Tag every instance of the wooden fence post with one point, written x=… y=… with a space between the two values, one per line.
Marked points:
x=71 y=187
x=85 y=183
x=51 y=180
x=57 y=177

# # # # #

Produce an exact copy of the whole listing.

▶ [Answer to the exercise]
Tag every instance of the wooden fence post with one point, written x=… y=… with a space between the two values, one per line.
Marked points:
x=71 y=187
x=85 y=183
x=51 y=180
x=57 y=177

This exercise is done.